(Data entries)
|---|

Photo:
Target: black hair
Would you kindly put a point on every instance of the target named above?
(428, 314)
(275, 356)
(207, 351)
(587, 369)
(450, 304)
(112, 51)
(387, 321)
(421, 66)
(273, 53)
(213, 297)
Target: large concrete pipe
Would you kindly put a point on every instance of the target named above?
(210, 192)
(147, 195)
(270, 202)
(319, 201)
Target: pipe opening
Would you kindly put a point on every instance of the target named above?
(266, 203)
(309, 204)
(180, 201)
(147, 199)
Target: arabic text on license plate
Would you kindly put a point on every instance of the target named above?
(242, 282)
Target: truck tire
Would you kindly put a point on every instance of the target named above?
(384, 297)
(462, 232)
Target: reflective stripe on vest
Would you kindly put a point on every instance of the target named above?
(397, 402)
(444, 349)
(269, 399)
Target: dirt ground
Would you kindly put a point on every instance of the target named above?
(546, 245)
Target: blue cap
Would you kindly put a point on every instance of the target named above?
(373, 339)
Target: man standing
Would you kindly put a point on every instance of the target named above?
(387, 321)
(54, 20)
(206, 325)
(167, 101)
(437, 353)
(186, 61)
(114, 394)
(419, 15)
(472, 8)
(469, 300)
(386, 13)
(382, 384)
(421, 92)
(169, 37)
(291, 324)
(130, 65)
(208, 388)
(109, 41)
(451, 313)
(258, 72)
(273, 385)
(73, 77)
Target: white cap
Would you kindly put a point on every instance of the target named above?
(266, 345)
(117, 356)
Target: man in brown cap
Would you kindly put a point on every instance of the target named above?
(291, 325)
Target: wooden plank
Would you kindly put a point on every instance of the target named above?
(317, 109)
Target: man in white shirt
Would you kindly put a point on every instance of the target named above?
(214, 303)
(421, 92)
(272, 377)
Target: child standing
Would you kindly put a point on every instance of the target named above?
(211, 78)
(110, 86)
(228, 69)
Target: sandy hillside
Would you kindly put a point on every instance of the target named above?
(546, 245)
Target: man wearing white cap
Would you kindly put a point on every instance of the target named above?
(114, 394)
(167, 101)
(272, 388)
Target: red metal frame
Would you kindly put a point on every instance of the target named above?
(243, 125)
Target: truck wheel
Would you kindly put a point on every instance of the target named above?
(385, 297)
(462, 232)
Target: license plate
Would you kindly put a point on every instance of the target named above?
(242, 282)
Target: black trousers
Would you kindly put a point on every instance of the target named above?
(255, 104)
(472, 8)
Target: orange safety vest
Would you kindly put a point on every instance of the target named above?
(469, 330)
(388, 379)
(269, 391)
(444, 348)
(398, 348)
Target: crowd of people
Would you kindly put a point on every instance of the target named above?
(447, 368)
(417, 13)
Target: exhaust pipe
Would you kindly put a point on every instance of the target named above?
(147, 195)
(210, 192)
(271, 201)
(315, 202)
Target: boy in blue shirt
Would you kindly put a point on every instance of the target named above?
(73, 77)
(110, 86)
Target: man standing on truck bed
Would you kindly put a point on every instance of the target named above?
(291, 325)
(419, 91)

|---|

List every line above that contains the word "blue".

## RESPONSE AREA
Target: blue cap
Target: boy in blue shirt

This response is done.